**Objective:**
Copy the lines of the material below word for word, starting at the line that contains "The automated pipeline tagged number on" and ending at the line that contains "[694,717,1149,853]", both included.

**Dataset entries:**
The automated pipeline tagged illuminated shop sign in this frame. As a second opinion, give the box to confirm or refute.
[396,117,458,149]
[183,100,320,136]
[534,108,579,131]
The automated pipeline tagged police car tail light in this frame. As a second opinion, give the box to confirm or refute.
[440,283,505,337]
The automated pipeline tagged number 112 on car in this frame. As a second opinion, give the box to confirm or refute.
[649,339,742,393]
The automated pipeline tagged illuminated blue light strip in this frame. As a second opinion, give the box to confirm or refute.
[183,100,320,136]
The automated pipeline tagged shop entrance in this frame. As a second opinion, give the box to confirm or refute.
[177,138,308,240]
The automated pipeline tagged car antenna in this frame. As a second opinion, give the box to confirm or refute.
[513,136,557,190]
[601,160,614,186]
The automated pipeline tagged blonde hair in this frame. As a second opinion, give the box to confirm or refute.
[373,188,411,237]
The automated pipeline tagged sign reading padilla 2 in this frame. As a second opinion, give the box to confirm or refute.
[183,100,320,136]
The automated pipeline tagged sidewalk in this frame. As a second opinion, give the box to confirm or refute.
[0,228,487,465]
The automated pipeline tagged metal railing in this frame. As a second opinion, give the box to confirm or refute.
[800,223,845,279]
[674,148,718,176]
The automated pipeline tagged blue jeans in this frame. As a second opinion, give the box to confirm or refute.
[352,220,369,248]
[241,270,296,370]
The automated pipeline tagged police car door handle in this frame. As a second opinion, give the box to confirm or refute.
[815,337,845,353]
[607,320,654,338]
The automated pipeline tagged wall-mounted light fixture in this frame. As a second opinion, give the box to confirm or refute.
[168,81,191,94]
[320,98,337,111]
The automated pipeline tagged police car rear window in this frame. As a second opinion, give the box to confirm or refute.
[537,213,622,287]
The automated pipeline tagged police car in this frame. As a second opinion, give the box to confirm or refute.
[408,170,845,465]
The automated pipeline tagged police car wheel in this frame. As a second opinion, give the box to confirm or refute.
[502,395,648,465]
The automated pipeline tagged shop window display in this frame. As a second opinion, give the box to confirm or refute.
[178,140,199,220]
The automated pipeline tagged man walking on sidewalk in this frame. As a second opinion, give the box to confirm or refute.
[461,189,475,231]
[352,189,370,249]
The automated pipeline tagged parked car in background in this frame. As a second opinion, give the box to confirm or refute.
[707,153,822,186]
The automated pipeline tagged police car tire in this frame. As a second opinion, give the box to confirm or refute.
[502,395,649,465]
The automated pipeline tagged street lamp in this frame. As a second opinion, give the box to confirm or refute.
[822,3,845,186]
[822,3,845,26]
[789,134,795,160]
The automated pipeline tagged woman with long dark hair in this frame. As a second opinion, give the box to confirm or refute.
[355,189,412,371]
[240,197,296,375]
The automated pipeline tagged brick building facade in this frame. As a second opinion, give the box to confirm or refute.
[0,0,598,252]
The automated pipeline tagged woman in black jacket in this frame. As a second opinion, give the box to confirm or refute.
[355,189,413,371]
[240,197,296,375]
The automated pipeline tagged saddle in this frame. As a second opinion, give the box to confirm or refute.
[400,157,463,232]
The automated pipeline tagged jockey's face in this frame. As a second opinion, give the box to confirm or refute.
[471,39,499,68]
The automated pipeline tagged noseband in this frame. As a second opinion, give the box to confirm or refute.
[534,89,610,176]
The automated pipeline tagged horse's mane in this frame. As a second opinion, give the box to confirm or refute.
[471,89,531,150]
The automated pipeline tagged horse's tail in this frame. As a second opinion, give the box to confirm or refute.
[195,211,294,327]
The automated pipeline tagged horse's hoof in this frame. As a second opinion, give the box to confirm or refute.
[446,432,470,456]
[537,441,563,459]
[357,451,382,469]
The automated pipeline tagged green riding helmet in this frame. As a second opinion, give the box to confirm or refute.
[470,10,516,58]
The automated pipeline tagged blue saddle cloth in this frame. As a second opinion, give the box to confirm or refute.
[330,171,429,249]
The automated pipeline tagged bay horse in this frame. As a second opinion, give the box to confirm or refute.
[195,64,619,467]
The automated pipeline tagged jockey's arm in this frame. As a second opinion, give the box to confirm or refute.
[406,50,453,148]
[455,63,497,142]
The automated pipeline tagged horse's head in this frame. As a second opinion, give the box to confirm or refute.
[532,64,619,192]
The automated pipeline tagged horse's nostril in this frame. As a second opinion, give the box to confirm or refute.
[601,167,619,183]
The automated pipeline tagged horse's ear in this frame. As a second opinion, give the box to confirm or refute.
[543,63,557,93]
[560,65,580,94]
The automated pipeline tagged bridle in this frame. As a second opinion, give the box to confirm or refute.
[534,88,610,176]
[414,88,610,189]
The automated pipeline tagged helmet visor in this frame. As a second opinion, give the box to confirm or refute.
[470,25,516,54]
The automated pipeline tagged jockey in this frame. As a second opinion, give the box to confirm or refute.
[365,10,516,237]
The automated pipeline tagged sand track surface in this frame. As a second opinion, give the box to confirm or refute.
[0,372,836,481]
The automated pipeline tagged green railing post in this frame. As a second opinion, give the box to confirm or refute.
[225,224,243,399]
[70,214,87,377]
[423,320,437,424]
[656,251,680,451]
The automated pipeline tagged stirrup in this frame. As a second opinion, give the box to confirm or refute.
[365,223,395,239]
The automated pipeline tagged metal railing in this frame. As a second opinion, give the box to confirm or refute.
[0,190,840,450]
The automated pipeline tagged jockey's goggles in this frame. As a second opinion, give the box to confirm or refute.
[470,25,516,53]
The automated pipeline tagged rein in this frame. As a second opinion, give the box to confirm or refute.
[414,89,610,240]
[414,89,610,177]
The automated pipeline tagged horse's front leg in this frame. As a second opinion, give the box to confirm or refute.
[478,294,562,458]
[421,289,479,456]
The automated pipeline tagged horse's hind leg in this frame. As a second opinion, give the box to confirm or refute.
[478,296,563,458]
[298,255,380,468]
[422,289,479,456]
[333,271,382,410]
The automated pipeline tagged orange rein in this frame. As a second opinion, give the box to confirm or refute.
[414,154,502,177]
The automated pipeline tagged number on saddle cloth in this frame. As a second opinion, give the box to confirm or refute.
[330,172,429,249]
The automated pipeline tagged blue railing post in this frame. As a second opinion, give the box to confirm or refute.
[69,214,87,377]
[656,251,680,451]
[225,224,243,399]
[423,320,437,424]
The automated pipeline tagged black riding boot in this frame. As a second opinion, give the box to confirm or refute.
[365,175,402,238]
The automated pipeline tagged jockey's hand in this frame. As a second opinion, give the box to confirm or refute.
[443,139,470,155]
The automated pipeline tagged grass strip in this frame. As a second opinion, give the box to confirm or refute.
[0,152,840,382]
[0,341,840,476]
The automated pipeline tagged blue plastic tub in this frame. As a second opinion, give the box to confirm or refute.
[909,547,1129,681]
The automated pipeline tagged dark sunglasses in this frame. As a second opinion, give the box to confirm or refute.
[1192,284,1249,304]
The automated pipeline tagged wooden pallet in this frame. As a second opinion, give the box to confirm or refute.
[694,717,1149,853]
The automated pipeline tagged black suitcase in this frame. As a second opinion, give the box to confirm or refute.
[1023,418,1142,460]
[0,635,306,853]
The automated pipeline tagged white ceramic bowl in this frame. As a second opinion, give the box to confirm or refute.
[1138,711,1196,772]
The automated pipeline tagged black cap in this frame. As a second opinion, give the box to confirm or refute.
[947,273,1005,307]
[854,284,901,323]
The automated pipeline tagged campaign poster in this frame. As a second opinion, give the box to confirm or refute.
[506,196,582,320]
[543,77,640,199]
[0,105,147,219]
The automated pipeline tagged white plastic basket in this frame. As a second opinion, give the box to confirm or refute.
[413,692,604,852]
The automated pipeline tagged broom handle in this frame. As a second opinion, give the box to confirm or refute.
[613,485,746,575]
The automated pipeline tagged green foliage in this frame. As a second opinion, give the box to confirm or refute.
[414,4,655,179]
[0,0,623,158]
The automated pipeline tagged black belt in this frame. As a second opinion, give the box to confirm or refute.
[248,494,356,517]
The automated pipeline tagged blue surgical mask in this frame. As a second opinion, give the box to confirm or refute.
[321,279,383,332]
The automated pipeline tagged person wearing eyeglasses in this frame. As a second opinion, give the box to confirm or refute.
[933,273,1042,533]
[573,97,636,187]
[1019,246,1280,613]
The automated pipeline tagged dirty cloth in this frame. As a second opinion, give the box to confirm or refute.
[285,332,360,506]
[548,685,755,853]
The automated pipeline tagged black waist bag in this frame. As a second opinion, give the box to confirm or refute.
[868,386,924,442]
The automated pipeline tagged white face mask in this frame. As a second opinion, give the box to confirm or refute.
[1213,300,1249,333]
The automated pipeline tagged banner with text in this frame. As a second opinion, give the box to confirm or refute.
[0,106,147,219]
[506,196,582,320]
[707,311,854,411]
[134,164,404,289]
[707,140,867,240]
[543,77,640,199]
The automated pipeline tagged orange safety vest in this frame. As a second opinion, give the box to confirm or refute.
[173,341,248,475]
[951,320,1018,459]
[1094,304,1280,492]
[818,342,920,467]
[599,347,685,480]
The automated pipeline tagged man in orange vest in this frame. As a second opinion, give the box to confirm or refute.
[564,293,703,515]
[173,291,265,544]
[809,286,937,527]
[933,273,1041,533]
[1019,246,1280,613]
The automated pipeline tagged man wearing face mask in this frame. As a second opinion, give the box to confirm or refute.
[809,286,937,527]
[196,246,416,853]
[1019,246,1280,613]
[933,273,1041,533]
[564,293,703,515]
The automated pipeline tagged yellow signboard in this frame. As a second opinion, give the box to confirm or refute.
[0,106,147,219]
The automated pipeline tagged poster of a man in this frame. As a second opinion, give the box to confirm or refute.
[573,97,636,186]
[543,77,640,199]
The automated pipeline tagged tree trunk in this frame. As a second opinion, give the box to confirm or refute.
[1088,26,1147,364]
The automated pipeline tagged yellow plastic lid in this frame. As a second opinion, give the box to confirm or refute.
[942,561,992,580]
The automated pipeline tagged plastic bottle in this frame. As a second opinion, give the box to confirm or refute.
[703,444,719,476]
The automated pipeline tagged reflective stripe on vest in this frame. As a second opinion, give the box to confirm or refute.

**Complete response:**
The automated pipeline tagged number on saddle cloth in this frame. As a second opinion, give the box to confirm or refute.
[330,172,429,249]
The automated pipeline tagged blue railing post in this frame. As a second opinion, give the box to confirm or refute.
[69,214,87,377]
[656,251,680,451]
[225,224,243,399]
[423,320,437,424]
The automated pipeline tagged black riding boot in this frame. As a second opinion, give the box to confirm or refute.
[365,175,402,238]
The automated pipeline tagged jockey's hand in this frame. As a second opinion, give the box to confirm or refute.
[443,139,470,155]
The automated pipeline tagged grass strip in this frame. As a second opinion, give the box to confirm or refute.
[0,152,840,382]
[0,341,840,476]
The automated pipeline tagged blue plastic tub in this frame. As a second opinion, give the box to confirm or refute.
[909,547,1129,681]
The automated pipeline tagged dark sunglasses in this frame. As a second opinion, give the box to confirm or refute.
[1192,284,1249,304]
The automated pipeline tagged wooden pallet in this frame. As a second opinion, give the box to confirm or refute.
[694,717,1149,853]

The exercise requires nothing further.